ENTRIES PROVIDED -
· · · ·
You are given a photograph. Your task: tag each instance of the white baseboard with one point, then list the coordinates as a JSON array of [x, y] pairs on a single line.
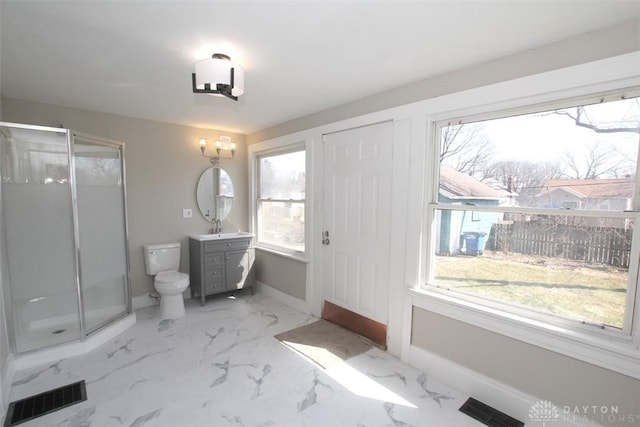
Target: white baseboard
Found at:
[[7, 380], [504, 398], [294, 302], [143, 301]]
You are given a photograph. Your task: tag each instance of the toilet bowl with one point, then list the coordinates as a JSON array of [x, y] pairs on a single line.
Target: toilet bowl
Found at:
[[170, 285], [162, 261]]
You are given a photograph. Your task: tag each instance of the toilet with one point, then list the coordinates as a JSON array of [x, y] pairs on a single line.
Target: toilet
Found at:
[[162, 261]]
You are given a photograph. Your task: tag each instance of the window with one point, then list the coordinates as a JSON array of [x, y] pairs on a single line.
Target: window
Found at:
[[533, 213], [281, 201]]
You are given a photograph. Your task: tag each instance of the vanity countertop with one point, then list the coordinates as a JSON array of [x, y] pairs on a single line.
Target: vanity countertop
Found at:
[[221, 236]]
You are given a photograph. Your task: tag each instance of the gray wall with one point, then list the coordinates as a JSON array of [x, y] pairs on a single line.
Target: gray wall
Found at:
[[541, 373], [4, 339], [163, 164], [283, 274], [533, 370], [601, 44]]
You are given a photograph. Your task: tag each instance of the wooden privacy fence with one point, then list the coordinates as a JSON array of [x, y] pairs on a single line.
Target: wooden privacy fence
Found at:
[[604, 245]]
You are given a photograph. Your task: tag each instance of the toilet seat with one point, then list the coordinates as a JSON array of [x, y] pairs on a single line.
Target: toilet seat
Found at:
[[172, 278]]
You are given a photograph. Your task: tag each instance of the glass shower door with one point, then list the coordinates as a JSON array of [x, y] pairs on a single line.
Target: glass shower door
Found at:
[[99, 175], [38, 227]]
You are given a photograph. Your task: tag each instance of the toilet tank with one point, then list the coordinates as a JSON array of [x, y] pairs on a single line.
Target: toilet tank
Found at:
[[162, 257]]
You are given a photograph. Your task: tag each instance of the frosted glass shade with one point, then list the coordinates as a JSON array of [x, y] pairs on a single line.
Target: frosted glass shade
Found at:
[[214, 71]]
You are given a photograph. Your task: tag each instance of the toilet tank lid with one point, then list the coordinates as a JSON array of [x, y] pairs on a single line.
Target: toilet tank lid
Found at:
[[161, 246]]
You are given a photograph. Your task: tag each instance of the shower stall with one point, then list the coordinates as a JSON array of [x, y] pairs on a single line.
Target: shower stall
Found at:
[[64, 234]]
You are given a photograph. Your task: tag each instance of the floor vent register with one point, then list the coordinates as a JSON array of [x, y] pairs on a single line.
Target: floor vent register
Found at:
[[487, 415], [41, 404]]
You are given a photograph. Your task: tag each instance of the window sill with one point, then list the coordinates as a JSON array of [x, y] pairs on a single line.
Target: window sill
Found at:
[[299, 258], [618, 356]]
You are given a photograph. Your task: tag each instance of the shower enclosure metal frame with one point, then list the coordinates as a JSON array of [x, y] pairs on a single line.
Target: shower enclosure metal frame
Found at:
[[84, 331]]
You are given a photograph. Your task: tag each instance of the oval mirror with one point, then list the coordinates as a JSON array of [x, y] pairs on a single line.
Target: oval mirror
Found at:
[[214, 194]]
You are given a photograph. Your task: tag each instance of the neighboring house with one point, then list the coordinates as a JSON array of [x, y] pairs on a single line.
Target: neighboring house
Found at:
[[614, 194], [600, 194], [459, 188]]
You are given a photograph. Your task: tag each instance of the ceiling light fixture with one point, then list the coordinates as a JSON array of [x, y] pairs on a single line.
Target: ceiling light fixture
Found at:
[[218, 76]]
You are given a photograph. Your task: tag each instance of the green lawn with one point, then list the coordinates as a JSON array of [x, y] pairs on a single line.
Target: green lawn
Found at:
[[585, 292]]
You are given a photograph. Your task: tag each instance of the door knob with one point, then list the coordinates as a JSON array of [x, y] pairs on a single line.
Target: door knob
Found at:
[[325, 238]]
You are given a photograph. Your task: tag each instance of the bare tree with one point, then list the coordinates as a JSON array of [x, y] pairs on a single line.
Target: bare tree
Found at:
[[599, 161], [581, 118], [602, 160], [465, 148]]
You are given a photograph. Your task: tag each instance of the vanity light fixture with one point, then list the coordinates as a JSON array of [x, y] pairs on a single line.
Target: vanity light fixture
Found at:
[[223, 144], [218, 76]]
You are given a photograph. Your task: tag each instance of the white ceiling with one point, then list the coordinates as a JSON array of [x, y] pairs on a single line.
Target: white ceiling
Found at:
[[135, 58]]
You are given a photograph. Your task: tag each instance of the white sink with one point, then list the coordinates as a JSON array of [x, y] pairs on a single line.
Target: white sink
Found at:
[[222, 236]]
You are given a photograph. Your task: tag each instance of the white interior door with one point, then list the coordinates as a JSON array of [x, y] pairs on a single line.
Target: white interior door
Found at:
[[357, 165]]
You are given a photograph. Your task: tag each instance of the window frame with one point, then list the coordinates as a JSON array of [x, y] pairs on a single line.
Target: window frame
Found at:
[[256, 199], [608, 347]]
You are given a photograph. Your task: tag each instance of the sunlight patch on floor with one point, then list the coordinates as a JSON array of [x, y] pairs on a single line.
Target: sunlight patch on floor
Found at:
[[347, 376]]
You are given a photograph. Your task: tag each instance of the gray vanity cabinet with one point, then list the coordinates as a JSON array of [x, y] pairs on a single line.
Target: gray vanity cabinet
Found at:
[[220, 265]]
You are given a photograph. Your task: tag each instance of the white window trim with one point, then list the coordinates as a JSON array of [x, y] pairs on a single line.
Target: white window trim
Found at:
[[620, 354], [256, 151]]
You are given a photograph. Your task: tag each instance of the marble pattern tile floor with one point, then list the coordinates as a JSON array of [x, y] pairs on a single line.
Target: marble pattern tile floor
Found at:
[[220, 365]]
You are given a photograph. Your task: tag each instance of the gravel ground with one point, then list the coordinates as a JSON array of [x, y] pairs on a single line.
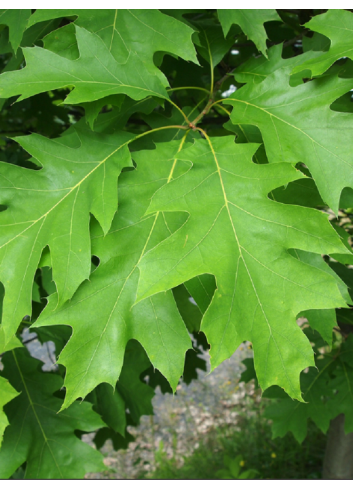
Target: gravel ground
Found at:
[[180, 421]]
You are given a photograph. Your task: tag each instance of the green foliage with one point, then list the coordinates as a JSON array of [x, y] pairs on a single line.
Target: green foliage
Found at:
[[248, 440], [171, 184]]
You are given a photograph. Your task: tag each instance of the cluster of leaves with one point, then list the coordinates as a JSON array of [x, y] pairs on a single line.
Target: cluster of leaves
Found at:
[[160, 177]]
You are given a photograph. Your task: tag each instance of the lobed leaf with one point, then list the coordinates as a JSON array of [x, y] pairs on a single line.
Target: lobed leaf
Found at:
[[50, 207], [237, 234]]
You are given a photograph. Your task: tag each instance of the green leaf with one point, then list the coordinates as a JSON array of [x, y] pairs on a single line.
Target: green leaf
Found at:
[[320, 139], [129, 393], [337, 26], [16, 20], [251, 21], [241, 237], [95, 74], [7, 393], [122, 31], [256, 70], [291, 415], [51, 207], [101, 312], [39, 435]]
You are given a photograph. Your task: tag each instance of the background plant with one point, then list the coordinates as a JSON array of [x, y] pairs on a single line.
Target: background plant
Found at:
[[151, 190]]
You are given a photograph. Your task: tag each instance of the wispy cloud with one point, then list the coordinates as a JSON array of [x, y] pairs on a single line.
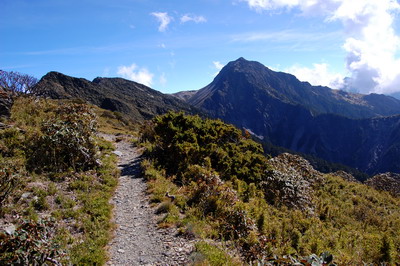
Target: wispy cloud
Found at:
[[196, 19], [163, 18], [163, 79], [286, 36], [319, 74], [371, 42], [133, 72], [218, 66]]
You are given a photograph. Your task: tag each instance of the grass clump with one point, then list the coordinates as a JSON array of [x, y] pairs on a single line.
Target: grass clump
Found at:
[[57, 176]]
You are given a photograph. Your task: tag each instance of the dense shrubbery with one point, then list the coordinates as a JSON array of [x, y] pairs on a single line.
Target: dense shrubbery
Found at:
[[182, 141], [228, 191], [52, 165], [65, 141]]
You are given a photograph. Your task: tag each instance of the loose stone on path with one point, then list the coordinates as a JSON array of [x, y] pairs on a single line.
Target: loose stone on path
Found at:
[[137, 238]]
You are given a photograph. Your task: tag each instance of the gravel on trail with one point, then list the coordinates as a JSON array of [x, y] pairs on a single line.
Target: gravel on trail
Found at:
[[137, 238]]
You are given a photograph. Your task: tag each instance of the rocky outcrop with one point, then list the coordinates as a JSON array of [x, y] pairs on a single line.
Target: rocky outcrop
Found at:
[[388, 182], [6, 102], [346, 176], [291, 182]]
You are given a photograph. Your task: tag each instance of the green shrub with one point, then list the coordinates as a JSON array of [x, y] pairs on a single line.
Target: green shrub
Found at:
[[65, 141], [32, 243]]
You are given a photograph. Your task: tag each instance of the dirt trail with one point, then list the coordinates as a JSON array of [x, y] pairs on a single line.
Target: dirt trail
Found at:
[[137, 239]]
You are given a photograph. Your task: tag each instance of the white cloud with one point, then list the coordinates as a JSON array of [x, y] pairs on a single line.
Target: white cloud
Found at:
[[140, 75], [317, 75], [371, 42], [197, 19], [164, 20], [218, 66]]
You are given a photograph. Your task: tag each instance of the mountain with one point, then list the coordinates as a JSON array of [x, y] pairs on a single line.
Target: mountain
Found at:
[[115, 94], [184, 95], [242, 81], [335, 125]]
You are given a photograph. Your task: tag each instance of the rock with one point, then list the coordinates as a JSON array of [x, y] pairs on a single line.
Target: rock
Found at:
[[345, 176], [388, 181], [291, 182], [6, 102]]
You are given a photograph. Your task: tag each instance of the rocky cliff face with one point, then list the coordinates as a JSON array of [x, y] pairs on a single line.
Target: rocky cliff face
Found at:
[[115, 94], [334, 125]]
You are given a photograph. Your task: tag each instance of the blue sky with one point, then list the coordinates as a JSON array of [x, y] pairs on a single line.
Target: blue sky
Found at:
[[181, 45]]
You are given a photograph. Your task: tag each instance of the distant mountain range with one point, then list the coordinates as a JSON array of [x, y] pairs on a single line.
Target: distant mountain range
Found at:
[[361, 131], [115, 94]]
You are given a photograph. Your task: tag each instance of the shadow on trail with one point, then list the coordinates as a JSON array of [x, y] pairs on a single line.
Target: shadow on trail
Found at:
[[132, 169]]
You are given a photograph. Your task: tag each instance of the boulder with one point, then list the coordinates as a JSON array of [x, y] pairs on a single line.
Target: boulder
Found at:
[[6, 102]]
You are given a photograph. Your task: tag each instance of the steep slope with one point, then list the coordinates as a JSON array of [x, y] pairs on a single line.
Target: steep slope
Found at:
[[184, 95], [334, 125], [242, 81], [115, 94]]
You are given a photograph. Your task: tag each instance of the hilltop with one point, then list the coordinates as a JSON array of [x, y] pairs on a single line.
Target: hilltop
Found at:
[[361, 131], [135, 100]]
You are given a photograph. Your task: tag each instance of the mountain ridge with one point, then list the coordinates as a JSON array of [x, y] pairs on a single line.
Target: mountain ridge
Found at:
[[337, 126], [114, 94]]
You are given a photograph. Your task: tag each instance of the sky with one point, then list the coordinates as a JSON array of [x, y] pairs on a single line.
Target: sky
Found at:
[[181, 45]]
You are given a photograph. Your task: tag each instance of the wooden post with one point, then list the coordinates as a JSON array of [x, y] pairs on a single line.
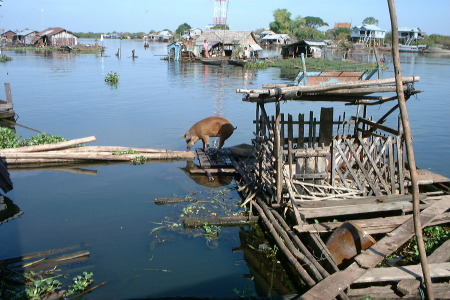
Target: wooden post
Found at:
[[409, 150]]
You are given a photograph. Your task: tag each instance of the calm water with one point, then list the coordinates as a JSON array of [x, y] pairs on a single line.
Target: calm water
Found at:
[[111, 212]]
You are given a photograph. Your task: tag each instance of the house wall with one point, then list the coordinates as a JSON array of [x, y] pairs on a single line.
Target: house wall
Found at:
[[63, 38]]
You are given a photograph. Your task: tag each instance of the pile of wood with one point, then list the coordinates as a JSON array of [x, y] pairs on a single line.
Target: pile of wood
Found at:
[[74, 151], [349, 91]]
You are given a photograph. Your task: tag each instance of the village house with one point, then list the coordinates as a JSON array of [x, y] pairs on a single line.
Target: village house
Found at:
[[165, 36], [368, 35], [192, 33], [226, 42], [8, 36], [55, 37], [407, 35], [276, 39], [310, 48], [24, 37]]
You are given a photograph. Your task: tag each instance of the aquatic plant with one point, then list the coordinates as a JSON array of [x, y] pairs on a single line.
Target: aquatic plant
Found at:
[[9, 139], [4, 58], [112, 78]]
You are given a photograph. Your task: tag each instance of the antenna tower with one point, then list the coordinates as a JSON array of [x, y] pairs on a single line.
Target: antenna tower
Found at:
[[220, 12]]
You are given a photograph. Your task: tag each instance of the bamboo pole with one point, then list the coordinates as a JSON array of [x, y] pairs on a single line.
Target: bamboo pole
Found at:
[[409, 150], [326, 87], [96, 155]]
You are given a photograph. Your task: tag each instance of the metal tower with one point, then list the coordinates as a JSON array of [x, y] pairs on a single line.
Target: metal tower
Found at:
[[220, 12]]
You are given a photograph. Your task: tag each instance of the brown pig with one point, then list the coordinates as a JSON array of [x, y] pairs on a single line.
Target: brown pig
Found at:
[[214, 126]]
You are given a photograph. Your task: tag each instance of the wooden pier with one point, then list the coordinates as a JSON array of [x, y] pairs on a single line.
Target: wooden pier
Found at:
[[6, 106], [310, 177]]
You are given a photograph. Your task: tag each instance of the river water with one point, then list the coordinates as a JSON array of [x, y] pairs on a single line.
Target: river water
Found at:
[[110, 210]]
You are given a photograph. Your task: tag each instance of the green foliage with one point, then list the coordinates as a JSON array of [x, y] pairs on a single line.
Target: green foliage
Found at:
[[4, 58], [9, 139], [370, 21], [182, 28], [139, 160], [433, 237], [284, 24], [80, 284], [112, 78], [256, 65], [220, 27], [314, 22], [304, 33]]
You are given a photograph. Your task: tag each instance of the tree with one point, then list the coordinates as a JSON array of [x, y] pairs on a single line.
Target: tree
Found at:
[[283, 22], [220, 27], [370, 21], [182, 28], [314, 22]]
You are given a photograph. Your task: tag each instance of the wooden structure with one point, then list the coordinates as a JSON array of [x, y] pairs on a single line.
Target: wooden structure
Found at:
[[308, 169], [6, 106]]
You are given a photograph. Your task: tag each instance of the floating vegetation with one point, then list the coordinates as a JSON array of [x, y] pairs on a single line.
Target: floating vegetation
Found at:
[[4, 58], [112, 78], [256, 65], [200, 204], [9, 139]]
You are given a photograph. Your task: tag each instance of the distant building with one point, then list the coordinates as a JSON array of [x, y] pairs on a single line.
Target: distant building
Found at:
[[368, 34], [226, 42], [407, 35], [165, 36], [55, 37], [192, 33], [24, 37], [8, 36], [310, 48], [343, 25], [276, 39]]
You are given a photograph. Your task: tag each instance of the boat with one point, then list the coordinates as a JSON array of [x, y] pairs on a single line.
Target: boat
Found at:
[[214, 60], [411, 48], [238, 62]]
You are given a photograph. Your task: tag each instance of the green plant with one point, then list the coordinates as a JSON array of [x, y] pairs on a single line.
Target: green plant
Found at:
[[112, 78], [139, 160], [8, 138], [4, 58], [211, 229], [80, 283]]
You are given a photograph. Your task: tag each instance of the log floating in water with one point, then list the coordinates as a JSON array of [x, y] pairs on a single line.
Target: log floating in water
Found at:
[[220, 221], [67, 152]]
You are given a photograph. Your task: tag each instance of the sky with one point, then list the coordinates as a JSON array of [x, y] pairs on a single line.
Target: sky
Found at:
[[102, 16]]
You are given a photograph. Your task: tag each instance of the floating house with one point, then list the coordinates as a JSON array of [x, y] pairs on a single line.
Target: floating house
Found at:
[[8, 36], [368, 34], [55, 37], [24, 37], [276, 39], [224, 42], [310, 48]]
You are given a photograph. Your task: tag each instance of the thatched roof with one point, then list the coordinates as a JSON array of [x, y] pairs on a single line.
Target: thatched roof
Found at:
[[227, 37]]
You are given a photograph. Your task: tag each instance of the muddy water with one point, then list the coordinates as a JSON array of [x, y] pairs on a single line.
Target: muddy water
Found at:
· · · ·
GOAL OF THE EXERCISE - Return the lines verbatim, starting at the line that contains "the window frame" and ending at the line that contains "[[220, 265]]", both included.

EXERCISE OUTPUT -
You are given a photograph. Your task: tag each instance of the window frame with one point, then list the coordinates as a JSON array of [x, y] pairs on a single line.
Target: window frame
Found at:
[[256, 199], [608, 347]]
You are given a photograph. Your task: tag each instance of the sunlight patch on floor with one point, then list the coordinates as a JSON array of [x, y] pairs on a single line.
Target: sunlight patch on floor
Found at:
[[347, 376]]
You are given a photograph. Your task: tag each instance of the gray vanity cabinet with one point, then list the coordinates as a JSON array of [x, y] pairs on a single line.
Target: gray vanity cabinet
Found at:
[[220, 265]]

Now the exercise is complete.